▶ **Tugas Anda**
1. Tentukan apakah pernyataan (a), (b), dan (c) berikut sesuai dengan kisah senapan angin. Jawab ya atau tidak untuk masing-masing, lalu kutip kata-kata penentunya dari kisah itu. (a) Pencerita sendirilah yang membuat senapan angin itu rusak. (b) Peluru yang keluar dari senapan itu mengenai Diaz. (c) Pencerita sudah lima tahun tidak pulang.
2. Salin kembali bagian kisah senapan angin yang dibuka dengan kata-kata yang memuat "Hampir terjadi kecelakaan" dan ditutup dengan "menghantam langit-langit rumah.", lalu tukar "langit-langit" dengan "dinding".
3. Menurut kisah senapan angin, mengapa pencerita yakin senapan itu tidak akan berfungsi ketika memompanya dan menarik pelatuknya?

▶ **Teks yang Diberikan**
Hampir terjadi kecelakaan di hari kedua. Kami sudah begitu dekat, sehingga setiap ada barang "aneh" yang kutemukan, akan kutunjukkan kepadanya. Termasuk sebuah senapan angin rusak. Sudah sepuluh tahun senapan ini rusak, aku tahu itu karena aku yang merusakkannya. Jadi kupompa dan kutarik pelatuknya, aku tahu tidak berfungsi karena pernah kubongkar dan tidak bisa kukembalikan dengan benar. Untung aku tidak mengarahkannya kearah Diaz atau orang lain. Ada peluru yang menghantam langit-langit rumah.
Ternyata, lima tahun tidak pulang membuatku tidak tahu ayah sudah memperbaikinya sebelum terserang stroke. Terakhir kali memakainya lupa mengeluarkan peluru.
Malamnya aku sulit tidur, selalu memabayangkan apa yang terjadi jika senapan itu kuarahkan ke Diaz. Waktu kecil aku pernah melihat tetanggaku menduduki senapan angin. Iseng diam-diam kutarik pelatuknya, pelurunya melesat 1 cm dari betis seseorang yang duduk 5 meter di situ. Aku menjadi ketakutan karena kenangan menakutkan ini, juga waktu kecil melihat seorang anak yang main-main dengan senapan angin yang lalu mengenai mata seseorang.

▶ **Data Hasil Ekstraksi**
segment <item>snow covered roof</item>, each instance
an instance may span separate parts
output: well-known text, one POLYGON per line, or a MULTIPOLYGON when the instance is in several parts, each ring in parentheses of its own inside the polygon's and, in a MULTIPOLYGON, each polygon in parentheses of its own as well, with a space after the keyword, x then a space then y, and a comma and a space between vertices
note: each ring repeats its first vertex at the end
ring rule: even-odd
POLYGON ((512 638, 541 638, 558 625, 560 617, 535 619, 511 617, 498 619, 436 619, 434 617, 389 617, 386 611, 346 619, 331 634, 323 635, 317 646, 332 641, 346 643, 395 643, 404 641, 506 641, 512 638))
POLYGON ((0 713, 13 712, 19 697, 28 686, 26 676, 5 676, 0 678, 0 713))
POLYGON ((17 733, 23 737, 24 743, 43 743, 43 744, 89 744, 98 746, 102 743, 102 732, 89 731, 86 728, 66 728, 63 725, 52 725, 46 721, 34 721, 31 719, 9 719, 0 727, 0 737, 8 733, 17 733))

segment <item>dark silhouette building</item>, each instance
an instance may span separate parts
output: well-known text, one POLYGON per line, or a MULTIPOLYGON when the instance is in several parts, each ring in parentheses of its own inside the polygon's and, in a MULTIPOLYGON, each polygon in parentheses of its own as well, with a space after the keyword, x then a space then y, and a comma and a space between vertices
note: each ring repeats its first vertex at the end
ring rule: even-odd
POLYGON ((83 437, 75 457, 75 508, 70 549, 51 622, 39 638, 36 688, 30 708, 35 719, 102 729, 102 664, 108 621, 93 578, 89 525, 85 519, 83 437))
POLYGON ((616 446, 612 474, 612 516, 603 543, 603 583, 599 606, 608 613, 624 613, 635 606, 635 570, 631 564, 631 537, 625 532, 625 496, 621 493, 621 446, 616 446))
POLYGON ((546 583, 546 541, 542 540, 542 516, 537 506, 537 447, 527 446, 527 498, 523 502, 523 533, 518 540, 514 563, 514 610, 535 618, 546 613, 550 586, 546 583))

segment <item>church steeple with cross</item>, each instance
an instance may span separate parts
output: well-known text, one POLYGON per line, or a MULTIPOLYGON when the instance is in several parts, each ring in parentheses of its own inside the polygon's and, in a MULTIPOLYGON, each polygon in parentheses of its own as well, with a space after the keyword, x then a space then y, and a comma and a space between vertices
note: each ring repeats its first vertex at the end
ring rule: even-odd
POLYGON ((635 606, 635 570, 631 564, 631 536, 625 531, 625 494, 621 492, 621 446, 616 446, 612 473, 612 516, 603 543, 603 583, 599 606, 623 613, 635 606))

▶ **Jawaban Tiap Tugas**
1.
(a) Ya: "aku tahu itu karena aku yang merusakkannya."
(b) Tidak: "Untung aku tidak mengarahkannya kearah Diaz atau orang lain. Ada peluru yang menghantam langit-langit rumah."
(c) Ya: "lima tahun tidak pulang membuatku tidak tahu ayah sudah memperbaikinya sebelum terserang stroke."

2.
Hampir terjadi kecelakaan di hari kedua. Kami sudah begitu dekat, sehingga setiap ada barang "aneh" yang kutemukan, akan kutunjukkan kepadanya. Termasuk sebuah senapan angin rusak. Sudah sepuluh tahun senapan ini rusak, aku tahu itu karena aku yang merusakkannya. Jadi kupompa dan kutarik pelatuknya, aku tahu tidak berfungsi karena pernah kubongkar dan tidak bisa kukembalikan dengan benar. Untung aku tidak mengarahkannya kearah Diaz atau orang lain. Ada peluru yang menghantam dinding rumah.

3. Pencerita yakin senapan itu tidak berfungsi karena senapan itu pernah dibongkarnya dan tidak bisa dikembalikan dengan benar. Senapan itu juga dirusaknya sendiri sepuluh tahun sebelumnya.